(WORK INSTRUCTION): Each line from the one containing "the chair backrest" through the final line of the data below must be repeated exactly.

(Natural-language object grounding data):
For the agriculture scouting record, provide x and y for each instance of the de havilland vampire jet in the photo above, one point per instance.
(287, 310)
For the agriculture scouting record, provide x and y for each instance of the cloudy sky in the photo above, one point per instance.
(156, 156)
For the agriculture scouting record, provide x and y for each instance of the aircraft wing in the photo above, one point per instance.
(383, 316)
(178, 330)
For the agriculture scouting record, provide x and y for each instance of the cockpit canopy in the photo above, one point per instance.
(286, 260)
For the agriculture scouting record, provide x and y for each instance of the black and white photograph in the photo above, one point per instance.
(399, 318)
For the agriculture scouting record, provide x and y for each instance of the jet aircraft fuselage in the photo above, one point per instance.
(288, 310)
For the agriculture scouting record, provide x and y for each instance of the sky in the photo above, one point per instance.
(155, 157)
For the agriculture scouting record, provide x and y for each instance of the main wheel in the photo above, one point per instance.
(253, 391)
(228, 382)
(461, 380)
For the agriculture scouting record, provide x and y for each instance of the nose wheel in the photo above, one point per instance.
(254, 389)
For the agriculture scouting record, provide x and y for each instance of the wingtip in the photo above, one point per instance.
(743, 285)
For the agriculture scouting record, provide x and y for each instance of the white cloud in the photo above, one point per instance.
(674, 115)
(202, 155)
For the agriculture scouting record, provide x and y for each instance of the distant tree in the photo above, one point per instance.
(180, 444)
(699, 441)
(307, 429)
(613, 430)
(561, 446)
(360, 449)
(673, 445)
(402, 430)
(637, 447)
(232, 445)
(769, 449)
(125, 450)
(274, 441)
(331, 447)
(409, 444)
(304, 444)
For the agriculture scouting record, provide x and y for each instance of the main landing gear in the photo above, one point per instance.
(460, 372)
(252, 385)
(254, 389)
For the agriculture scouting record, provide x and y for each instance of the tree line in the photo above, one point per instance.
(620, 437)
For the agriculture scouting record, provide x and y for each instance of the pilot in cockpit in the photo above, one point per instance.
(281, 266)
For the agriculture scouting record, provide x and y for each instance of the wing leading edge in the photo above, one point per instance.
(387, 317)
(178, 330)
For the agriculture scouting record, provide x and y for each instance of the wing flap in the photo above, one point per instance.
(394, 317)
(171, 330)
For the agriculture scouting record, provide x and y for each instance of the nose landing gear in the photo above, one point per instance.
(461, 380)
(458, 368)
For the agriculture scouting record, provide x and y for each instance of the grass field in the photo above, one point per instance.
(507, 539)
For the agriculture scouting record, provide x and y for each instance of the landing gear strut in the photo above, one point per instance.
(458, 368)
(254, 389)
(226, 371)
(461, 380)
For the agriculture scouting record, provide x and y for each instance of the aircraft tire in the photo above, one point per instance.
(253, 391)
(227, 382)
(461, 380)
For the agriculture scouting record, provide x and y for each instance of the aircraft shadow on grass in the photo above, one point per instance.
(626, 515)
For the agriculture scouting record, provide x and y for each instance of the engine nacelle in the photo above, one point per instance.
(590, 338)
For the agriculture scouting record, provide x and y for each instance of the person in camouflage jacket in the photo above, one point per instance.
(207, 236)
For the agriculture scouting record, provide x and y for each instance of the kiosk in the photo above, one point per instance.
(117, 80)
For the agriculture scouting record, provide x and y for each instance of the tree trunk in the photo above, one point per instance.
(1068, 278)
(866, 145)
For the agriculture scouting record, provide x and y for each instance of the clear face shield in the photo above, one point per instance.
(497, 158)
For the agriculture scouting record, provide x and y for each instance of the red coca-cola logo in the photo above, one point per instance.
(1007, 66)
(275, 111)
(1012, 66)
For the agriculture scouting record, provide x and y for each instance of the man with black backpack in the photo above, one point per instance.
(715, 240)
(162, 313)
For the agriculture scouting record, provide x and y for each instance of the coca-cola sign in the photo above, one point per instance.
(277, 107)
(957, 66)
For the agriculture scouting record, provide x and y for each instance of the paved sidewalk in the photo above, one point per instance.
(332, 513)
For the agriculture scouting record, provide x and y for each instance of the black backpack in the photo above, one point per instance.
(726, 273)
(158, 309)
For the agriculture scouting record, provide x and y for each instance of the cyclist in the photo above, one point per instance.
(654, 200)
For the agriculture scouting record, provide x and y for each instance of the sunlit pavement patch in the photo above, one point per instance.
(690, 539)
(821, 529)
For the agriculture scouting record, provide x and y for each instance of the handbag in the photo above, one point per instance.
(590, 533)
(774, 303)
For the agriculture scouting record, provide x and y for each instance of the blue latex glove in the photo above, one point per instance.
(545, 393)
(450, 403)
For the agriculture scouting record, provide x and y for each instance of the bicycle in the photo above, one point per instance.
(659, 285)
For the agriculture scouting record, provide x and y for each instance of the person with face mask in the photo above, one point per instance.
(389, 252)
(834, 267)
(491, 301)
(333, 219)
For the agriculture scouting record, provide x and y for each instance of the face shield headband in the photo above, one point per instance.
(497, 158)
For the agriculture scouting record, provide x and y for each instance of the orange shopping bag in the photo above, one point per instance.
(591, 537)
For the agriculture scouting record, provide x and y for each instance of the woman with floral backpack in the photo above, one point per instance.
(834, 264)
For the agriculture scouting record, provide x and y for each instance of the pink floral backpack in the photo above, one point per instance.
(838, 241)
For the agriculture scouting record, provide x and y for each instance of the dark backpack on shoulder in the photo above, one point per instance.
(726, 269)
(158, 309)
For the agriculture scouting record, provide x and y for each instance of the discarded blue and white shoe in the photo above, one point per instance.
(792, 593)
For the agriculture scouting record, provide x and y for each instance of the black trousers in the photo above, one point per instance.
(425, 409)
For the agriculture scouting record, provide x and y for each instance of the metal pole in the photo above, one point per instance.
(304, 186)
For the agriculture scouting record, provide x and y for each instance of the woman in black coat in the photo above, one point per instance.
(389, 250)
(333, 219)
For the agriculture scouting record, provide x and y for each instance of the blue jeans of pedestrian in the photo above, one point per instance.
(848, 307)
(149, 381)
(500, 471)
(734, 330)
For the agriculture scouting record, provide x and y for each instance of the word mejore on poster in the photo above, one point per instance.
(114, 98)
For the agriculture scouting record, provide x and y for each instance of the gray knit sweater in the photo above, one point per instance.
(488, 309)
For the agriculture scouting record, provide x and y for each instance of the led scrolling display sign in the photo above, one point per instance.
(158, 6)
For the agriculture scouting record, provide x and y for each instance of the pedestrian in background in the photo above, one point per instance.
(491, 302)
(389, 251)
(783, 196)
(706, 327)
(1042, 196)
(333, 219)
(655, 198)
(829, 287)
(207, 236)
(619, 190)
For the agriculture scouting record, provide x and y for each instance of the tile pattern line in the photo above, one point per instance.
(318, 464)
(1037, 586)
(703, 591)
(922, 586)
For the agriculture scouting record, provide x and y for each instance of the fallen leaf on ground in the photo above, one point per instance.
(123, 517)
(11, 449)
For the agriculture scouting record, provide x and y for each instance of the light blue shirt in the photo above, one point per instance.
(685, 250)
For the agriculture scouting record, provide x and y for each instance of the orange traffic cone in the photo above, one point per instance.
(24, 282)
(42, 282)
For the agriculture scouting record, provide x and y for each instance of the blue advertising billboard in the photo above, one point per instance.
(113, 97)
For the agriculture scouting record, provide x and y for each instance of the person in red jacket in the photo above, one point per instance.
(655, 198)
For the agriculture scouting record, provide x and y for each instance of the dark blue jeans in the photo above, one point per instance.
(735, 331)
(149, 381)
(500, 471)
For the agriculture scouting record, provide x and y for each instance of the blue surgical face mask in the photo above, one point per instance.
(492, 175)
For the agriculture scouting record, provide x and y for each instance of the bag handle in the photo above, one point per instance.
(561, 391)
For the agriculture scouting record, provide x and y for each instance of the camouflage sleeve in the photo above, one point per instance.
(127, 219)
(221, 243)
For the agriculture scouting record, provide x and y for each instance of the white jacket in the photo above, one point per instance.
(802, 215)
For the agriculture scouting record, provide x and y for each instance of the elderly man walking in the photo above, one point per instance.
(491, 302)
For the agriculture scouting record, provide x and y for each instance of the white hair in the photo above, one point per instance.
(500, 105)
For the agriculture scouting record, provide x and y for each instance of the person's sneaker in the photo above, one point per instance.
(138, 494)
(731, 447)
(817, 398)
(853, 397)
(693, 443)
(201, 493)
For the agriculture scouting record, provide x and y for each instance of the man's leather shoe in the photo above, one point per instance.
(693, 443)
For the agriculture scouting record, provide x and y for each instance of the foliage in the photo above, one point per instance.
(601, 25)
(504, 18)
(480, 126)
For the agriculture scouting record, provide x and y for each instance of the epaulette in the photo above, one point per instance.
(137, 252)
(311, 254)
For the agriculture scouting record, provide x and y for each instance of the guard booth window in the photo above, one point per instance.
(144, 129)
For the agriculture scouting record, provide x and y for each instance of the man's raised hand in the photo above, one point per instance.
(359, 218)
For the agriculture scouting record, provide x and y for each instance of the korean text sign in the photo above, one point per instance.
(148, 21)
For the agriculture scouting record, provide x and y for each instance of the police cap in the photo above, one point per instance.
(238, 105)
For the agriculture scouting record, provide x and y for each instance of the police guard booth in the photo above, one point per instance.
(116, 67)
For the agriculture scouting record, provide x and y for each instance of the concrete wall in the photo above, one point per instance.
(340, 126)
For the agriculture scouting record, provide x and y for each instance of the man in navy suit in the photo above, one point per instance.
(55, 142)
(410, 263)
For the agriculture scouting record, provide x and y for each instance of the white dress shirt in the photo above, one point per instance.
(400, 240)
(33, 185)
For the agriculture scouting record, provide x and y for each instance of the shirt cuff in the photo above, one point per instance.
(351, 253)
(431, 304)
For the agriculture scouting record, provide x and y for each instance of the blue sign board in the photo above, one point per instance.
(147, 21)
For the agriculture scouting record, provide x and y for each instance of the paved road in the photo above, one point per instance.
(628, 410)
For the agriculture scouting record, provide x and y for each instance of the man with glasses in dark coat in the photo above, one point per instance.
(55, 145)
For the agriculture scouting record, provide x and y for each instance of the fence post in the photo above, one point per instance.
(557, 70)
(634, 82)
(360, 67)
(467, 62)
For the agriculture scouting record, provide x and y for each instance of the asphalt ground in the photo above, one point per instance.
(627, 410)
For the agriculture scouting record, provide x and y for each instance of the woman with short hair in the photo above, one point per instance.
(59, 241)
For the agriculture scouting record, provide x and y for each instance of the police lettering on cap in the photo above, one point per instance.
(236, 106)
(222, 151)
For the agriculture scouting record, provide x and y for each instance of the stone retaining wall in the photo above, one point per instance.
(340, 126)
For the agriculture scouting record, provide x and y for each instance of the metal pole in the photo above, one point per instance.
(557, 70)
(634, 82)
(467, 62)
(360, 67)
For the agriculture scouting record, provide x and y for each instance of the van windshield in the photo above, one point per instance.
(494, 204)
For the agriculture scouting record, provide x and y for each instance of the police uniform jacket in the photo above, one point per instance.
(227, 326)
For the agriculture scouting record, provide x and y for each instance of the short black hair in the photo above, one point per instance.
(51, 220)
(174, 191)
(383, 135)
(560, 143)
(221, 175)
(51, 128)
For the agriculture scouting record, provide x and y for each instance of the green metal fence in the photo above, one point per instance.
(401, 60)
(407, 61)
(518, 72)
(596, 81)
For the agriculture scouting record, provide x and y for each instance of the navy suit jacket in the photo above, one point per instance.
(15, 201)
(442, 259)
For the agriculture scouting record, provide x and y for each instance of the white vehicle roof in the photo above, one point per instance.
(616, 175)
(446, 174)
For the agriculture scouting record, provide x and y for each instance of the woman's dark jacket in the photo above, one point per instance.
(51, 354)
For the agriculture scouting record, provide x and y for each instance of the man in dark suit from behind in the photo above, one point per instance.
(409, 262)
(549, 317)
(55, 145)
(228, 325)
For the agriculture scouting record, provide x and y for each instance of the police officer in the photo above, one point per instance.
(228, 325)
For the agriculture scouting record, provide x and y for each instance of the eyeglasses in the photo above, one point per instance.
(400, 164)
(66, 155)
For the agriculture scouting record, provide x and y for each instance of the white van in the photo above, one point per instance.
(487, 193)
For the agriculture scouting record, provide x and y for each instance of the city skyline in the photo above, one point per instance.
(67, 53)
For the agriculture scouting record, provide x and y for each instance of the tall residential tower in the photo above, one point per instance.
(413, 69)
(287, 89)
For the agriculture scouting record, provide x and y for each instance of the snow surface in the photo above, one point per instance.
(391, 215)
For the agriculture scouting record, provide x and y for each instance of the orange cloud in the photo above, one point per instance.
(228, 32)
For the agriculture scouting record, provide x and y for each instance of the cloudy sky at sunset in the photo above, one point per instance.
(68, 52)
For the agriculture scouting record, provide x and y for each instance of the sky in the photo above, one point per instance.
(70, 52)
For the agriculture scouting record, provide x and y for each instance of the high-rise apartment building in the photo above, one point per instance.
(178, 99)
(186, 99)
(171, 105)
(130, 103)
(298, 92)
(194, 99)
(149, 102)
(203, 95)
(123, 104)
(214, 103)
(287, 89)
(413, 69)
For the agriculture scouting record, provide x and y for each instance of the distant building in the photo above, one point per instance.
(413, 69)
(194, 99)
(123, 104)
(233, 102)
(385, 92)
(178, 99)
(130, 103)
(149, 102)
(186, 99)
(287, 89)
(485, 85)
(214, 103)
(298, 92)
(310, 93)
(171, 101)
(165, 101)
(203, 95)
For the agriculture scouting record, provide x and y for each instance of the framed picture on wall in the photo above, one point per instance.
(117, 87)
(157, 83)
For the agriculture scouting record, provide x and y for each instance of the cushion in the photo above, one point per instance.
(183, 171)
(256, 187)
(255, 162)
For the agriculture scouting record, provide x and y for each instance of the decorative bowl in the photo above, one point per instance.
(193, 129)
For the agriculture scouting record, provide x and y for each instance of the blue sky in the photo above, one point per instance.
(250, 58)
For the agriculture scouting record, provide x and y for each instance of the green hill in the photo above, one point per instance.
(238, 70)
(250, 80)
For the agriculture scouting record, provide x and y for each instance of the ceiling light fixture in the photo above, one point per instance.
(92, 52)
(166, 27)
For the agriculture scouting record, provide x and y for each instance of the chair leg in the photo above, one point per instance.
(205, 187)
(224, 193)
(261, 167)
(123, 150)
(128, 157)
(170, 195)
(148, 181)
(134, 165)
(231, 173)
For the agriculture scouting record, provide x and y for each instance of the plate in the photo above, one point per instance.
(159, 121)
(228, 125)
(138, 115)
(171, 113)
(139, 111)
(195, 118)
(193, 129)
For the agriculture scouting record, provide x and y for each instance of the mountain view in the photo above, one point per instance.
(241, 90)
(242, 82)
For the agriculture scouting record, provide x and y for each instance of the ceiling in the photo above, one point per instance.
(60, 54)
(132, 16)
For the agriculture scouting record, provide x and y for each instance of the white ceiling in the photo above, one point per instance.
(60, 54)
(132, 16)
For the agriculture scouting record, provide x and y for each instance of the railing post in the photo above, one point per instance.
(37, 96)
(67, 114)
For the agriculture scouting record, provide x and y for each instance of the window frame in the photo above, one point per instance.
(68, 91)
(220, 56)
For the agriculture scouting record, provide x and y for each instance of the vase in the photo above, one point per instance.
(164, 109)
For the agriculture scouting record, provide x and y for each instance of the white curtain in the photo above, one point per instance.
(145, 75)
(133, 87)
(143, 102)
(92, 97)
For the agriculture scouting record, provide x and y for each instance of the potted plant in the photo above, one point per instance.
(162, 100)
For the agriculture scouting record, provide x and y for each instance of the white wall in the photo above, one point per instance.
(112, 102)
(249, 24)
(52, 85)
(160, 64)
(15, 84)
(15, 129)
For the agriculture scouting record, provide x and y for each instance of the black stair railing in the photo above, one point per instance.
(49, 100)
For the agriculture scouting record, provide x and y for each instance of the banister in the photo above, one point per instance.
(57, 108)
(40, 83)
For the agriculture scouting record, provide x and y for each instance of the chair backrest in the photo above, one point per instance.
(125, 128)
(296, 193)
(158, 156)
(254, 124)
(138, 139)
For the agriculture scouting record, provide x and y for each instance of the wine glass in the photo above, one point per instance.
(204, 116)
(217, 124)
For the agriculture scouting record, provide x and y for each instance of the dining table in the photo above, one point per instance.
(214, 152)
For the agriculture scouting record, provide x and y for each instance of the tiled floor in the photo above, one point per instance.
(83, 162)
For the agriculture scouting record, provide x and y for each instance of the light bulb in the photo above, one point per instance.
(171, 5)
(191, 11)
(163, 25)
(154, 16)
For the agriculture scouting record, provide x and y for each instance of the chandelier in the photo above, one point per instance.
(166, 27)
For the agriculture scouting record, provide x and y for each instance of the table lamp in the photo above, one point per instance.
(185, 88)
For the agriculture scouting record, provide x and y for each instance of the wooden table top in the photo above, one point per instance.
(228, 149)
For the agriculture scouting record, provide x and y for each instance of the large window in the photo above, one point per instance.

(EXERCISE RESULT):
For the agriculture scouting record, provide x and y for each instance of the chair backrest in the photo above, one point per instance.
(125, 128)
(296, 193)
(158, 156)
(254, 124)
(138, 139)
For the agriculture scouting record, provide x and y for each instance of the wine glass in the photo above, one point per instance.
(204, 116)
(217, 124)
For the agriculture scouting record, provide x and y for each instance of the dining table in the photo above, one point per instance.
(214, 152)
For the agriculture scouting record, provide x and y for each instance of the tiled floor in the photo above, one point per instance.
(83, 162)
For the agriculture scouting record, provide x and y for each instance of the light bulb in the photo above, one point per instance.
(171, 5)
(191, 11)
(163, 25)
(154, 16)
For the agriculture scouting record, provide x and y for each instance of the chandelier in the photo above, one point per instance.
(166, 27)
For the agriculture scouting record, provide x and y for each instance of the table lamp in the photo above, one point per instance.
(185, 88)
For the agriculture scouting record, provide x and y for each instance of the wooden table top in the photo above, one point per instance.
(228, 149)
For the agriculture scouting record, provide x and y for each instance of the large window in the photo above, one point per instance.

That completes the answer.